Problem: Please reproduce the records below word for word, keeping every line in its original order.

= = = = =

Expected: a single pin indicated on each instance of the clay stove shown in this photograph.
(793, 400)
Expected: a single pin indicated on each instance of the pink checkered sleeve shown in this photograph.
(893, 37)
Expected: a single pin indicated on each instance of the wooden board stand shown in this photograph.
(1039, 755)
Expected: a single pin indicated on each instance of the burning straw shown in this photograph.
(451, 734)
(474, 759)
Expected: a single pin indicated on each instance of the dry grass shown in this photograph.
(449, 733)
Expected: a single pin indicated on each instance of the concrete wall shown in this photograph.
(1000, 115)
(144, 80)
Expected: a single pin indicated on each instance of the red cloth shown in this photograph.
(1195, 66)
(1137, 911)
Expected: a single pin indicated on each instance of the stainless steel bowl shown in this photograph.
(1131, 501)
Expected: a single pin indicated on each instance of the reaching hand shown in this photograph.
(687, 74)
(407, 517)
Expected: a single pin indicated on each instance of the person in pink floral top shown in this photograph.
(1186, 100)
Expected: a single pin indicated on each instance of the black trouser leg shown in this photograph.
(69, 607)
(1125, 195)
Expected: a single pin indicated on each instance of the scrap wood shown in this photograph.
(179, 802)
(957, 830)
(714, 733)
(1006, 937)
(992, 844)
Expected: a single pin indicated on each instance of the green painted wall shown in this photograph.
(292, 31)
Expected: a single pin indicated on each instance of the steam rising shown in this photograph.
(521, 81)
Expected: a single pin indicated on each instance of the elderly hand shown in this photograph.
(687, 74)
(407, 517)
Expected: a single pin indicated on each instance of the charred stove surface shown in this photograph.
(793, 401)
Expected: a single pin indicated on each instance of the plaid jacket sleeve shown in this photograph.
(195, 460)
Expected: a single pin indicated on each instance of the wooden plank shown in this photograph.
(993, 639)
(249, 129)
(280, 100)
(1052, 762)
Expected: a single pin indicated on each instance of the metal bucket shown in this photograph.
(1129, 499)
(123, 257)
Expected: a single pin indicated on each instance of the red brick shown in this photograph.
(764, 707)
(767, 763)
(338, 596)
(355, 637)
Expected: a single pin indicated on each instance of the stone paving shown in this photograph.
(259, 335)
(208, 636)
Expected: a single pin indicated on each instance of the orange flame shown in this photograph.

= = = = =

Reply to the exercise:
Expected: a single pin indicated on each instance of the clay stove shown in this photograph.
(793, 400)
Expected: a single pin indicated on each instance of the pink checkered sleeve shown in this photograph.
(893, 37)
Expected: a single pin indicated on each instance of the wooden board stand shown in this photograph.
(1039, 755)
Expected: a single pin indicated on each instance of the burning straw shown in this photograph.
(451, 734)
(474, 759)
Expected: a single pin indicated on each instance of the dry grass shown in this photograph.
(449, 733)
Expected: a single pin indicated on each instance of the concrete wall shown in this photograph.
(1000, 115)
(144, 80)
Expected: a single pin indicated on each instance of the red cloth shown in this photograph.
(1195, 66)
(1137, 911)
Expected: a single pin indicated on each instance of the stainless steel bowl shown in this photograph.
(1131, 501)
Expected: a single pin indicated on each instance of the reaching hand shown in this photograph.
(687, 74)
(407, 517)
Expected: a single pin indicated on each instance of the person in pink floral top shown in this photograph.
(1186, 100)
Expected: a single pin indicated on each instance of the black trouser leg shown in this photograph.
(69, 607)
(1125, 195)
Expected: a single pin indicated on each instance of the scrap wood shown in this photograph.
(179, 802)
(957, 830)
(714, 733)
(1006, 937)
(992, 844)
Expected: a single pin indicated on each instance of the green painted wall shown in this photograph.
(292, 31)
Expected: a single pin indicated on each instance of the steam rising shown in this photograph.
(521, 81)
Expected: a single pin indicated on each instance of the elderly hand shown in this photograph.
(687, 74)
(407, 517)
Expected: a single pin indicated on each instance of the charred stove surface shown in this photograph.
(793, 401)
Expected: a single pin indicated on each instance of the plaid jacket sleeve shown in this photograph.
(195, 460)
Expected: a single pin indicated on each instance of the wooden plank shown in this photograph.
(993, 639)
(249, 129)
(280, 100)
(1052, 762)
Expected: a single pin indicated on each instance of the metal bucket shown in this photograph.
(1129, 499)
(123, 257)
Expected: a single pin indicated on each instance of the red brick shown in this photograph.
(764, 707)
(767, 763)
(338, 596)
(355, 637)
Expected: a single pin indicated on each instance of the stone paving shown in this photograph.
(259, 335)
(208, 636)
Expected: a single pin indicated on each instance of the orange flame shown in this photograph.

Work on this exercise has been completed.